= Requirement a =
In the forum thread below, which school's treatment does Robin101 say reads more like a story?

= Document =
##############################

# MFA Production/Directing 2013 Treatments



## bozant (Sep 8, 2012)

I am applying to UCLA, among others, and they ask for treatments. Anybody else out there applying, or accepted in a previous year (to UCLA or another) willing to share their treatments? Or, at least, advice?


----------



## Robin101 (Sep 26, 2012)

I'm applying to UCLA, but I haven't started my treatment yet. The directions say to write the treatment for a short, are you planning on writing yours in more of a prose form?


----------



## bozant (Sep 30, 2012)

I don't know. I don't know what they want or mean by "professional treatment guidelines." Do I write a treatment like a 2 page summary that shows character and plot, or do I write a log line, summary, synopsis, and character descriptions? Does it matter?

I was hoping to get some responses from some people who have been accepted to say this is what I did, or it doesn't matter, etc etc.


----------



## Robin101 (Sep 30, 2012)

Yeah, maybe if we keep replying to each other, others will pay attention to this thread and someone who knows for sure will come along.

But did you see that UCLA has a link of what should be included in your treatment (i.e. loglines, working titles etc.) but I'm just wondering HOW it should be written. My treatment for NYU reads more like a story, so I'm hoping UCLA is more the same.


----------



## bozant (Sep 30, 2012)

Yeah, that is my same question. I might have seen that link, but maybe not. Can you link me to it?


----------



## Robin101 (Sep 30, 2012)

It's a hyperlink under "original treatment" http://www.tft.ucla.edu/wp-con...rite-A-Treatment.pdf


----------



## bozant (Oct 1, 2012)

Good find. This is extremely helpful.


----------

##############################

= Data provided =
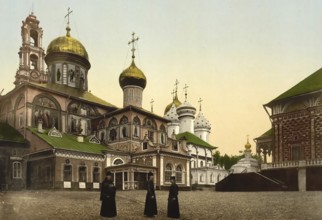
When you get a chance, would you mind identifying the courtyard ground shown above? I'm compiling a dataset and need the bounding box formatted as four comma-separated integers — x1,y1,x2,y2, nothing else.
0,190,322,220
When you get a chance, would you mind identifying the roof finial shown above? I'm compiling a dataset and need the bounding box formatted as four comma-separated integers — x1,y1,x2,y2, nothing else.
150,99,154,113
65,7,73,37
183,84,189,101
171,89,176,100
174,79,179,94
198,98,203,112
31,3,34,15
128,32,139,60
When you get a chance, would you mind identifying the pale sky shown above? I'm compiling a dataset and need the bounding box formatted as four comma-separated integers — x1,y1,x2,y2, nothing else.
0,0,322,155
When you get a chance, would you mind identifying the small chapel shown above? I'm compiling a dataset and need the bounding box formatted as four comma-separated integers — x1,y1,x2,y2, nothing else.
0,11,228,190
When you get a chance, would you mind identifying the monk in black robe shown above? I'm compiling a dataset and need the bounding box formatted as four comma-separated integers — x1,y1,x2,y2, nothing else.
168,176,180,218
100,171,116,218
144,172,158,217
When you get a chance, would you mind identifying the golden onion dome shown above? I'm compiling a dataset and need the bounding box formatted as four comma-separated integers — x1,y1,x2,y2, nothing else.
119,60,146,89
164,94,182,114
245,138,252,150
47,27,88,60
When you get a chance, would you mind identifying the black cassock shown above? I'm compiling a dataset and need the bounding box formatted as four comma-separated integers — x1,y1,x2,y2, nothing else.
100,178,116,217
168,183,180,218
144,181,158,216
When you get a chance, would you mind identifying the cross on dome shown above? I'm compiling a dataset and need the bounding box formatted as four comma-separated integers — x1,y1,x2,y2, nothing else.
183,84,189,101
150,99,154,113
65,7,73,37
198,98,203,112
128,32,139,59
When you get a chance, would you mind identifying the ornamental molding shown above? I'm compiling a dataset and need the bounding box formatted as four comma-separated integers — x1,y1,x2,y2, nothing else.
55,151,105,161
48,126,63,138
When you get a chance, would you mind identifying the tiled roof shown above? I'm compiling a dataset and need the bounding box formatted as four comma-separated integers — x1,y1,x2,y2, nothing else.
0,123,28,143
267,68,322,105
30,83,117,109
30,128,110,154
176,132,216,149
255,128,273,139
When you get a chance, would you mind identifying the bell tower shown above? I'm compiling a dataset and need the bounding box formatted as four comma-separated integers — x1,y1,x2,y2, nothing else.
14,13,47,86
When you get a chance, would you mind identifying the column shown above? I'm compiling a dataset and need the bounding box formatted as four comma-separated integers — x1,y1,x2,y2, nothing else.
160,156,163,186
186,160,190,186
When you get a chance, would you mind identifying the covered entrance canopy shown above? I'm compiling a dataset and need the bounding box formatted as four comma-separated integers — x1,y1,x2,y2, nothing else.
105,163,158,190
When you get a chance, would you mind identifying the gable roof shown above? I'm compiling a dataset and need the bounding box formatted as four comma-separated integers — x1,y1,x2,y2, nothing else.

##############################

= Requirement b =
Could you retype everything in the listing above, from its start down through the line containing "128,32,139,60", with both ends included and the pictures left out?

= Right answer a =
NYU

= Right answer b =
When you get a chance, would you mind identifying the courtyard ground shown above? I'm compiling a dataset and need the bounding box formatted as four comma-separated integers — x1,y1,x2,y2, nothing else.
0,190,322,220
When you get a chance, would you mind identifying the roof finial shown above? I'm compiling a dataset and need the bounding box formatted as four comma-separated integers — x1,y1,x2,y2, nothing else.
150,99,154,113
65,7,73,37
183,84,189,101
171,89,176,100
174,79,179,94
198,98,203,112
31,3,34,15
128,32,139,60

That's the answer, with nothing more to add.